Substitute "traffic-count log" for every "lane-occupancy record" in the data below, leaving everything else unchanged, and copy out the result without the pictures.

>> Begin Material shown

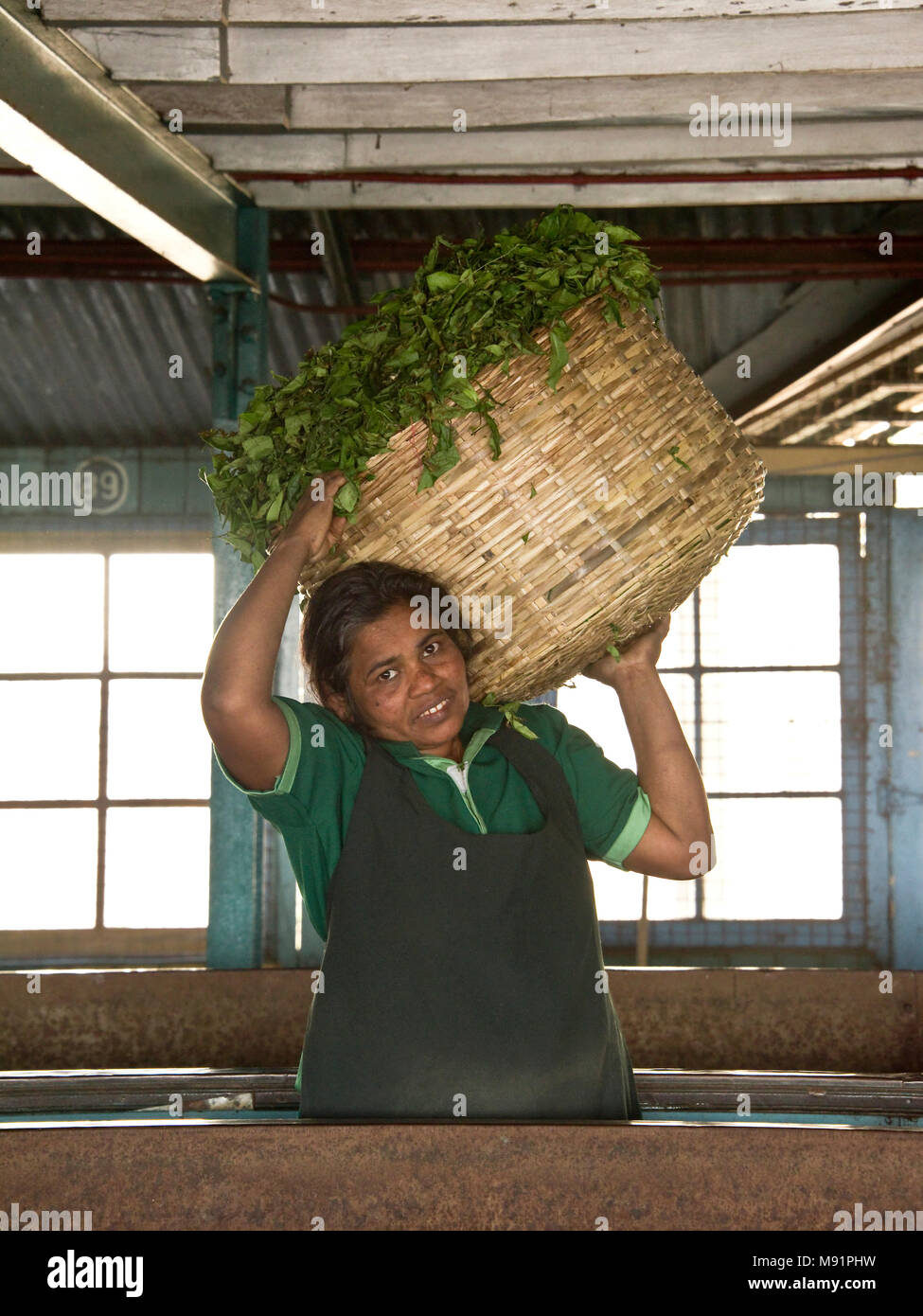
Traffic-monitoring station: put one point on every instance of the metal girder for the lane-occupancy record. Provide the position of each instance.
(63, 116)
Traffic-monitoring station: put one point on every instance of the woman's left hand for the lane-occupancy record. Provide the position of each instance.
(643, 651)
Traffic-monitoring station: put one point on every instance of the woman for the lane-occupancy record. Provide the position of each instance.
(462, 972)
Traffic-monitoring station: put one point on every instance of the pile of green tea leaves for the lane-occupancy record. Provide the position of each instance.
(470, 304)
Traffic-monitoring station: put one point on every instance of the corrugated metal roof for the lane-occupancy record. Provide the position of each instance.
(87, 361)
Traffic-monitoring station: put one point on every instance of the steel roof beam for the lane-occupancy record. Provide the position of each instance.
(63, 116)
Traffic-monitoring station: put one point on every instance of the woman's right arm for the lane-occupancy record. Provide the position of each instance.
(246, 728)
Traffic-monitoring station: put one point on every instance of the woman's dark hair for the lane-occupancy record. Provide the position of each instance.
(343, 604)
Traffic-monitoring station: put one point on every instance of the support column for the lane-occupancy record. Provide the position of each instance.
(240, 365)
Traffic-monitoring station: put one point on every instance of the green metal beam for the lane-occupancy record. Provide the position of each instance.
(240, 364)
(62, 115)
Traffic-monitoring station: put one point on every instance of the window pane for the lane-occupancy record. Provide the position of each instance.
(772, 606)
(50, 729)
(771, 731)
(161, 608)
(595, 709)
(158, 744)
(157, 867)
(53, 611)
(775, 860)
(619, 895)
(678, 649)
(49, 867)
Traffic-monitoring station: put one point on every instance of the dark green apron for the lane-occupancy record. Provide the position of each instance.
(464, 972)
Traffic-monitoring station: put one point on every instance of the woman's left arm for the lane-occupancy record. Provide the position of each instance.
(678, 836)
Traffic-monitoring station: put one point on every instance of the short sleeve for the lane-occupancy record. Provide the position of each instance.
(613, 810)
(278, 806)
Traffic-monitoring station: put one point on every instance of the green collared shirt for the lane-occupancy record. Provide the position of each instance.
(311, 803)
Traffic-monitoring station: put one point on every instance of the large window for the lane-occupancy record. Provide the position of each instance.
(104, 783)
(754, 665)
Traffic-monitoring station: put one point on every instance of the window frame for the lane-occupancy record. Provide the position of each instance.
(855, 938)
(101, 945)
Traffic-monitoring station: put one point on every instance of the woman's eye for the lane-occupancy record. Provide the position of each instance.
(434, 644)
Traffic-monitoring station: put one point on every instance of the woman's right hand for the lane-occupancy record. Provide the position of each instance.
(312, 525)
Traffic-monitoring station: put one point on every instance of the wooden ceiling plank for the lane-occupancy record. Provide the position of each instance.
(565, 148)
(717, 46)
(343, 194)
(64, 12)
(155, 54)
(524, 10)
(582, 100)
(216, 103)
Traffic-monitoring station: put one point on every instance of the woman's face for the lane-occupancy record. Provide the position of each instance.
(397, 672)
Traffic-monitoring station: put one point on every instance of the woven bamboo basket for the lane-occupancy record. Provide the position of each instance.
(618, 530)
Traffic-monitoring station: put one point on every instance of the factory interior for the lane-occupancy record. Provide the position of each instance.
(192, 202)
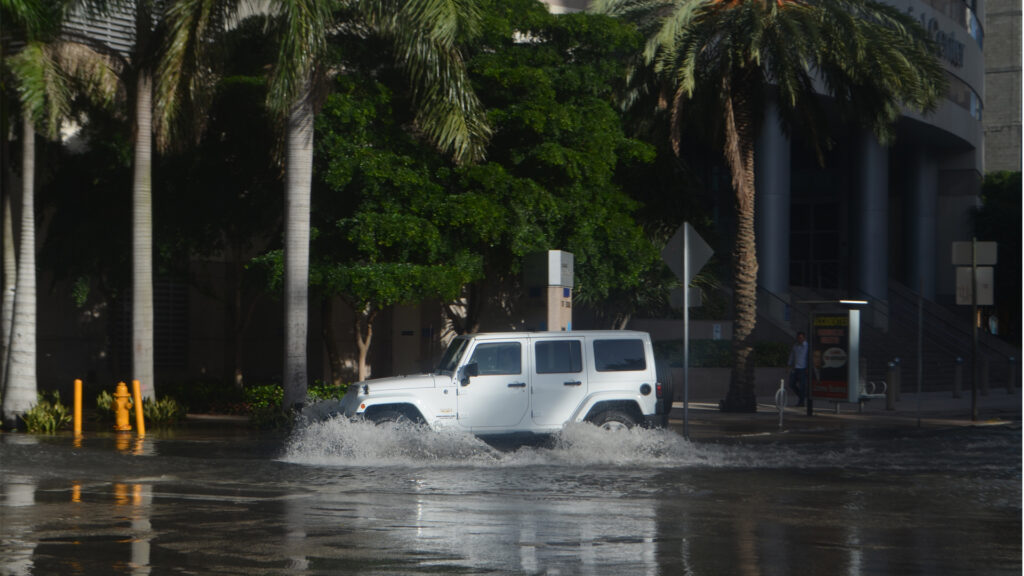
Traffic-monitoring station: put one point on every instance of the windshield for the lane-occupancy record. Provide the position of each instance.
(452, 356)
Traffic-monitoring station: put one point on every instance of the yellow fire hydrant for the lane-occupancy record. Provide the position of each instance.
(122, 400)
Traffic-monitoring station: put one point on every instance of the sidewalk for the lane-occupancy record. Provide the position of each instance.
(934, 410)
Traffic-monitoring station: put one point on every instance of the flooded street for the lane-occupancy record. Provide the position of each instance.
(351, 498)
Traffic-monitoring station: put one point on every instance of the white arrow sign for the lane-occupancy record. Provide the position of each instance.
(686, 243)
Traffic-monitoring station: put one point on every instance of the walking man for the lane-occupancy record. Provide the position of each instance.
(798, 368)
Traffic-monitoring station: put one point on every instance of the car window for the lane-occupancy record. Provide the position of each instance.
(619, 356)
(558, 357)
(498, 358)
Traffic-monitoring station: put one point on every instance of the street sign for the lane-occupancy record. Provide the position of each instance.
(686, 242)
(691, 298)
(984, 279)
(984, 256)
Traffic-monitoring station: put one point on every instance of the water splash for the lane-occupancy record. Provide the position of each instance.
(342, 443)
(339, 443)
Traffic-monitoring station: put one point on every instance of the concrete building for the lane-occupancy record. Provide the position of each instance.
(875, 222)
(1003, 85)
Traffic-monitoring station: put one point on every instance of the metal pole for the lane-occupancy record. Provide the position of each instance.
(780, 401)
(1012, 376)
(78, 407)
(891, 387)
(811, 368)
(974, 328)
(957, 376)
(921, 359)
(686, 337)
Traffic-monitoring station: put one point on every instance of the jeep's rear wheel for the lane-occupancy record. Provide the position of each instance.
(613, 420)
(392, 416)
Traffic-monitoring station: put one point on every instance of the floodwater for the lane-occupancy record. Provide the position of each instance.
(352, 498)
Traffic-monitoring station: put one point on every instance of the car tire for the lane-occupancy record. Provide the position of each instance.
(613, 420)
(388, 417)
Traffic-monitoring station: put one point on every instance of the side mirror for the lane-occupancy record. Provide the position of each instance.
(469, 371)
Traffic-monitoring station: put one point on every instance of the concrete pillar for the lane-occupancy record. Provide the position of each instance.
(872, 218)
(772, 180)
(922, 208)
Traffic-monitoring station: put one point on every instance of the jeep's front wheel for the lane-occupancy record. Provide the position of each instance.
(392, 416)
(613, 420)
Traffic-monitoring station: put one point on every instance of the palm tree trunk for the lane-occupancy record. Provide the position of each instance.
(141, 324)
(364, 327)
(22, 382)
(331, 339)
(7, 298)
(739, 156)
(297, 194)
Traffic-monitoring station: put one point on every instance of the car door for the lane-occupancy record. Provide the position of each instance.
(498, 396)
(559, 380)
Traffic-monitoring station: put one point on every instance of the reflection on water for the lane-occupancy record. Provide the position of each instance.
(343, 497)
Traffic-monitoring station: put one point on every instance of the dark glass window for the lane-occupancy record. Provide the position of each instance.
(559, 357)
(498, 358)
(619, 356)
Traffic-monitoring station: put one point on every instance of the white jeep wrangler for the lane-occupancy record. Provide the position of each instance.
(525, 382)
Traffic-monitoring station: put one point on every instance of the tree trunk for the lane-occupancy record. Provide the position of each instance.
(22, 382)
(739, 156)
(7, 298)
(331, 339)
(141, 317)
(364, 335)
(299, 168)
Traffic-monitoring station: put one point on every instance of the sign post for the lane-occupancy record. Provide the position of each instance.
(685, 254)
(836, 356)
(975, 254)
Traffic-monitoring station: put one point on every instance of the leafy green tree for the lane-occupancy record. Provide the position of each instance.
(550, 86)
(423, 35)
(729, 55)
(998, 219)
(46, 71)
(381, 240)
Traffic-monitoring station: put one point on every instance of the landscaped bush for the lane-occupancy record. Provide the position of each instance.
(48, 415)
(718, 354)
(264, 403)
(163, 411)
(208, 397)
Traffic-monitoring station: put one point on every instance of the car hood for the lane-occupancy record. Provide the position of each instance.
(406, 382)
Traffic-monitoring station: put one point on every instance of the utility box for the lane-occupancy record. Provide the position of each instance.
(548, 277)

>> End Material shown

### Task response
Traffic-monitoring station: put one point on every instance of the metal girder for the traffic-count log. Provide the position of each instance.
(63, 116)
Traffic-monitoring station: put one point on every instance of the woman's left hand for the traffic-count log. Provide the position of each instance.
(643, 651)
Traffic-monitoring station: put one point on every instance of the woman for the traffic-count log. Provide the position of each instance.
(462, 972)
Traffic-monitoring station: put one point on every instance of the pile of green tea leaves for the traffic-count log. Provide the position of each instance.
(470, 304)
Traffic-monitoring station: put one point on every instance of the corrugated metal roof for the traffic-count log. Provide the position of each instance.
(87, 361)
Traffic-monitoring station: put one point on every instance of the steel roof beam for the traffic-count log. Provide the position of each instance.
(63, 116)
Traffic-monitoring station: put one point on every instance of the woman's right arm for the traffic-count log. Provide the position of each instance.
(246, 728)
Traffic-monitoring station: put one point on every instance of the woman's dark hair for the traffic-count log. Provide the position of each instance.
(343, 604)
Traffic-monitoring station: put one point on every instance of the support column for the traffic-count log. Provide the position of each instance.
(240, 365)
Traffic-monitoring station: put one point on every instance of the green metal beam for the traffic-count log. Provide the position of each instance.
(240, 364)
(62, 115)
Traffic-monitoring station: put one point on every instance of the window pane for the traffic-count log. Provide the position of each instance.
(772, 606)
(50, 729)
(771, 731)
(161, 608)
(595, 709)
(158, 744)
(157, 867)
(53, 611)
(775, 860)
(619, 895)
(678, 649)
(49, 867)
Traffic-monitoring station: put one point on every instance of the dark green apron for the traffic-count log. Provide the position of each instance.
(464, 972)
Traffic-monitoring station: put one point on every instance of the woman's left arm for the traffic-count log. Provide the position of each instance.
(678, 836)
Traffic-monitoring station: put one point on every instance of the short sleeve for the traffic-count log. Provide the position of each instance.
(613, 810)
(278, 806)
Traffic-monitoring station: put one point on every instance of the green collared shirt for the traffic-count log. Provide the position of each instance.
(311, 803)
Traffic-monitoring station: put one point on every instance of the large window for the traffic-count log. Provide the position of each instance.
(104, 783)
(754, 665)
Traffic-monitoring station: put one point on every instance of the window frame for the traffic-count log. Provide the position of each instance.
(855, 938)
(101, 945)
Traffic-monitoring station: put one point on every instance of the woman's eye for the traffic-count log. Provide the position of each instance.
(434, 644)
Traffic-monitoring station: put one point on every instance of the woman's right hand for the traffic-count log. Provide the position of each instance.
(312, 525)
Traffic-monitoring station: put one point on every instance of the wooden ceiling plank for the traffic-count log. Provide the position of each instance.
(565, 148)
(717, 46)
(343, 194)
(64, 12)
(155, 54)
(524, 10)
(582, 100)
(216, 103)
Traffic-monitoring station: put one point on every instance of the woman's face for the traffic-count log. Provide the position of each instance.
(397, 672)
Traffic-monitoring station: put one point on every instance of the woven bamboo basket for the traffic-count log. Provide the position of each instance.
(618, 530)
Traffic-monitoring station: put one point on every instance of the factory interior for the traffic-count log. Provide the position of each instance.
(192, 202)
Traffic-monitoring station: put one point on every instance of the windshield for the traffic-count log. Provide the position of each instance.
(452, 356)
Traffic-monitoring station: put one point on every instance of the yellow fire hydrant for the traffic-count log. Provide the position of each instance.
(122, 400)
Traffic-monitoring station: put one point on every instance of the sidewalk for the traffic-count log. Provide the position of each instance.
(934, 410)
Traffic-monitoring station: put one point on every instance of the flooded street for the traffic-count log. Provide the position of each instance.
(351, 498)
Traffic-monitoring station: put one point on every instance of the white arrow sign for the traffic-count log. Provide the position of each instance.
(686, 243)
Traffic-monitoring station: put one point on every instance of the walking man for the traffic-count log. Provide the position of each instance.
(798, 368)
Traffic-monitoring station: put one point on every instance of the car window for the traffic-count log. Provide the position of each instance.
(619, 356)
(558, 357)
(498, 358)
Traffic-monitoring station: put one point on every instance of the street sign for the traffic-count log. Provide the position of each instance.
(686, 242)
(691, 298)
(984, 279)
(984, 256)
Traffic-monitoring station: put one point on every instance of the water splash for the traffic-count log. Provide the position of each instance.
(342, 443)
(339, 443)
Traffic-monitoring station: put one point on every instance of the concrete building for the traffic-count log. Provide the position of each instance.
(875, 222)
(1003, 85)
Traffic-monitoring station: put one point on every instance of the metal pole for the traffic-count log. Provide the position of each instance.
(780, 401)
(1012, 376)
(78, 407)
(891, 387)
(811, 368)
(974, 328)
(957, 376)
(921, 359)
(686, 337)
Traffic-monitoring station: put one point on every instance of the jeep's rear wheel for the traffic-count log. Provide the position of each instance.
(613, 420)
(392, 416)
Traffic-monitoring station: put one point on every instance of the floodwater for the traffic-count log. Provide the position of each instance.
(352, 498)
Traffic-monitoring station: put one point on every instance of the car tire for the traffic-count log. Provide the position of each instance.
(613, 420)
(388, 417)
Traffic-monitoring station: put one point on every instance of the side mirror for the traffic-count log. Provide the position of each instance.
(469, 371)
Traffic-monitoring station: put one point on every instance of the concrete pillar for the traffic-count log. Provide the position of each instance.
(872, 218)
(772, 180)
(922, 208)
Traffic-monitoring station: put one point on every instance of the jeep's front wheel for the traffic-count log. Provide the position of each instance.
(392, 416)
(613, 420)
Traffic-monitoring station: put one point on every instance of the palm tree trunk for the traffic-count log. Provide the position of each instance.
(141, 324)
(364, 327)
(22, 382)
(331, 339)
(7, 298)
(739, 156)
(297, 194)
Traffic-monitoring station: put one point on every instance of the car door for the traffic-count log. Provide the position of each instance.
(498, 396)
(559, 380)
Traffic-monitoring station: put one point on every instance of the reflection on water for the traffic-count log. Provide the position of each instance.
(343, 497)
Traffic-monitoring station: put one point on every instance of the dark glass window for the traffic-count log. Provide the position of each instance.
(559, 357)
(498, 358)
(619, 356)
Traffic-monitoring station: put one point on every instance of the white jeep wrangler for the traffic-count log. Provide the position of each instance.
(525, 382)
Traffic-monitoring station: put one point on every instance of the tree trunk for the traffic-count log. Provide the position of each instance.
(22, 382)
(739, 156)
(7, 298)
(331, 339)
(141, 317)
(364, 335)
(299, 168)
Traffic-monitoring station: put one point on every instance of the sign post for the traffic-count log. Provide the position of each instance.
(685, 254)
(836, 356)
(975, 254)
Traffic-monitoring station: put one point on every instance of the leafy green tree for the traffic-count log. Provide the position of each instance.
(550, 86)
(423, 35)
(729, 55)
(998, 219)
(46, 71)
(381, 240)
Traffic-monitoring station: put one point on every instance of the landscaped bush for the traffic-count log. Provide the position of each instance.
(48, 415)
(718, 354)
(264, 403)
(163, 411)
(208, 397)
Traffic-monitoring station: put one point on every instance of the car hood for the traffic-count log. Provide the position of each instance.
(406, 382)
Traffic-monitoring station: put one point on every instance of the utility box for the traffic-count log. Provide the position of each instance.
(548, 277)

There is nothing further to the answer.